= Dataset content =
+ + +
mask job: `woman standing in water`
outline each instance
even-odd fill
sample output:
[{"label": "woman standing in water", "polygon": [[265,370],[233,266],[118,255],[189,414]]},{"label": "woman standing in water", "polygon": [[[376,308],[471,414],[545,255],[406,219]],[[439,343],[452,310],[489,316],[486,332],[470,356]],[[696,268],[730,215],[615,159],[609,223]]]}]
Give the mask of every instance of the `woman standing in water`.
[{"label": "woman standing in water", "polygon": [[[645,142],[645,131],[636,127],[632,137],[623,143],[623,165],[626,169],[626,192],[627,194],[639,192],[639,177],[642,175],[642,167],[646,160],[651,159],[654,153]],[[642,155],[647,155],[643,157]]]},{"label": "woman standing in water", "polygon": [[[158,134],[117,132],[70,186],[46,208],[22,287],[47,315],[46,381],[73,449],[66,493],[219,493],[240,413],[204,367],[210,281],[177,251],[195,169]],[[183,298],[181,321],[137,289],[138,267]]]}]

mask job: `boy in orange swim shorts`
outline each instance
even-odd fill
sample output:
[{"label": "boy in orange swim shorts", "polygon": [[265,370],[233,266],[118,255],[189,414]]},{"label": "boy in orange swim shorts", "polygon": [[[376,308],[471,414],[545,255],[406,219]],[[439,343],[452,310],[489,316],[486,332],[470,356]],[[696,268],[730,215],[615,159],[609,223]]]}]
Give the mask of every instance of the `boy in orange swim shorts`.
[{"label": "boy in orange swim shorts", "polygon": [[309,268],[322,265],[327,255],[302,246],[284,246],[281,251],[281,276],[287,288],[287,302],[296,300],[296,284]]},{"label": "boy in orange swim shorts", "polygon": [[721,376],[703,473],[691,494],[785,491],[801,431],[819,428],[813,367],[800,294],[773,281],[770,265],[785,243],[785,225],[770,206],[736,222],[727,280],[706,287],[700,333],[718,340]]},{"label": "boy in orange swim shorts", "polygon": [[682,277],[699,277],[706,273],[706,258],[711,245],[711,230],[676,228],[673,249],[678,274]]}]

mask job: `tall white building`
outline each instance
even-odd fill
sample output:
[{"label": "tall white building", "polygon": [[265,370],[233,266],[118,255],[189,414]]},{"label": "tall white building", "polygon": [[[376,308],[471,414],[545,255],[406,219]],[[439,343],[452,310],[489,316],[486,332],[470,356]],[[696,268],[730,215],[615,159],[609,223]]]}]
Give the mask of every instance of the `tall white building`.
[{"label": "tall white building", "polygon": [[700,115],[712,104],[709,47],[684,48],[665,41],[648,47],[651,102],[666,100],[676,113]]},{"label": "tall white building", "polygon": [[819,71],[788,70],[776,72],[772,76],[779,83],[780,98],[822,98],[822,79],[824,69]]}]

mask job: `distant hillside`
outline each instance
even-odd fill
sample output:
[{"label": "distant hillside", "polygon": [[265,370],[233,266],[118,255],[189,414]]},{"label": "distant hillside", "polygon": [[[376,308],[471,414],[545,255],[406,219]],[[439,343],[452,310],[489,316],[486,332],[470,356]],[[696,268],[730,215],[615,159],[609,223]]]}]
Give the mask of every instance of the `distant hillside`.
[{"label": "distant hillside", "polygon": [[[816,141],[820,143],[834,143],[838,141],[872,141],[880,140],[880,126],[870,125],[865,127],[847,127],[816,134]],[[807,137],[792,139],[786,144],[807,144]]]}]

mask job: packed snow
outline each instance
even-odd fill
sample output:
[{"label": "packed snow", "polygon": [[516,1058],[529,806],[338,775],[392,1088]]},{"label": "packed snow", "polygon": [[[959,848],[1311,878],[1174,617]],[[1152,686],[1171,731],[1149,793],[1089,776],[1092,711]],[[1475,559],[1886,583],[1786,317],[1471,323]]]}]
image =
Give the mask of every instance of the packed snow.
+ + +
= Work instruction =
Give the complete listing again, exactly as it appears above.

= Response to the task =
mask job: `woman standing in water`
outline each instance
even-odd fill
sample output:
[{"label": "woman standing in water", "polygon": [[265,370],[233,266],[118,255],[189,414]]},{"label": "woman standing in water", "polygon": [[[376,308],[471,414],[545,255],[406,219]],[[439,343],[452,310],[489,316],[486,332],[470,356]],[[696,268],[730,215],[615,159],[609,223]]]}]
Give the mask of every instance of the `woman standing in water`.
[{"label": "woman standing in water", "polygon": [[[645,142],[645,131],[636,127],[632,137],[623,143],[623,165],[626,169],[626,192],[627,194],[639,192],[639,177],[642,175],[642,167],[646,160],[651,159],[654,153]],[[642,155],[647,155],[643,157]]]},{"label": "woman standing in water", "polygon": [[[158,134],[117,132],[70,186],[46,208],[22,287],[47,315],[46,381],[73,449],[66,493],[219,493],[240,413],[204,367],[210,281],[177,251],[195,169]],[[183,298],[181,321],[137,289],[138,267]]]}]

mask job: `boy in orange swim shorts`
outline each instance
even-odd fill
sample output:
[{"label": "boy in orange swim shorts", "polygon": [[265,370],[233,266],[118,255],[189,414]]},{"label": "boy in orange swim shorts", "polygon": [[[376,308],[471,414],[545,255],[406,219]],[[439,343],[452,310],[489,316],[486,332],[470,356]],[[696,268],[730,215],[615,159],[609,223]]]}]
Give the mask of every instance of the `boy in orange swim shorts`.
[{"label": "boy in orange swim shorts", "polygon": [[309,268],[322,265],[327,255],[302,246],[284,246],[281,251],[281,276],[287,288],[287,302],[296,300],[296,284]]},{"label": "boy in orange swim shorts", "polygon": [[721,376],[703,473],[691,494],[785,491],[801,431],[819,428],[813,367],[800,294],[773,281],[770,265],[785,243],[785,225],[770,206],[736,222],[727,280],[706,287],[700,333],[718,340]]},{"label": "boy in orange swim shorts", "polygon": [[682,277],[699,277],[706,273],[706,258],[711,245],[711,230],[676,228],[673,249],[678,274]]}]

mask job: `tall white building`
outline each instance
even-odd fill
sample output:
[{"label": "tall white building", "polygon": [[265,370],[233,266],[118,255],[189,414]]},{"label": "tall white building", "polygon": [[[376,308],[471,414],[545,255],[406,219]],[[439,343],[452,310],[489,316],[486,332],[470,356]],[[696,268],[730,215],[615,159],[609,223]]]}]
Give the mask of every instance of the `tall white building`.
[{"label": "tall white building", "polygon": [[700,115],[712,104],[709,47],[684,48],[665,41],[648,47],[651,102],[666,100],[676,113]]},{"label": "tall white building", "polygon": [[819,71],[788,70],[776,72],[772,76],[779,83],[780,98],[822,98],[822,79],[824,69]]}]

mask job: `distant hillside`
outline each instance
even-odd fill
sample output:
[{"label": "distant hillside", "polygon": [[265,370],[233,266],[118,255],[189,414]]},{"label": "distant hillside", "polygon": [[[376,308],[471,414],[545,255],[406,219]],[[439,343],[452,310],[489,316],[486,332],[470,356]],[[696,268],[730,215],[615,159],[609,223]]]}]
Give the mask of every instance of the `distant hillside`.
[{"label": "distant hillside", "polygon": [[[816,141],[820,143],[834,143],[838,141],[872,141],[880,140],[880,126],[870,125],[865,127],[847,127],[816,134]],[[807,137],[792,139],[786,144],[807,144]]]}]

mask job: packed snow
outline each instance
even-odd fill
sample output:
[{"label": "packed snow", "polygon": [[516,1058],[529,806],[338,775],[392,1088]]},{"label": "packed snow", "polygon": [[[959,848],[1311,878],[1174,617]],[[1152,686],[1171,731],[1149,793],[1089,776],[1092,711]],[[1475,559],[1886,583],[1786,317],[1471,323]]]}]
image =
Give the mask of every instance of the packed snow.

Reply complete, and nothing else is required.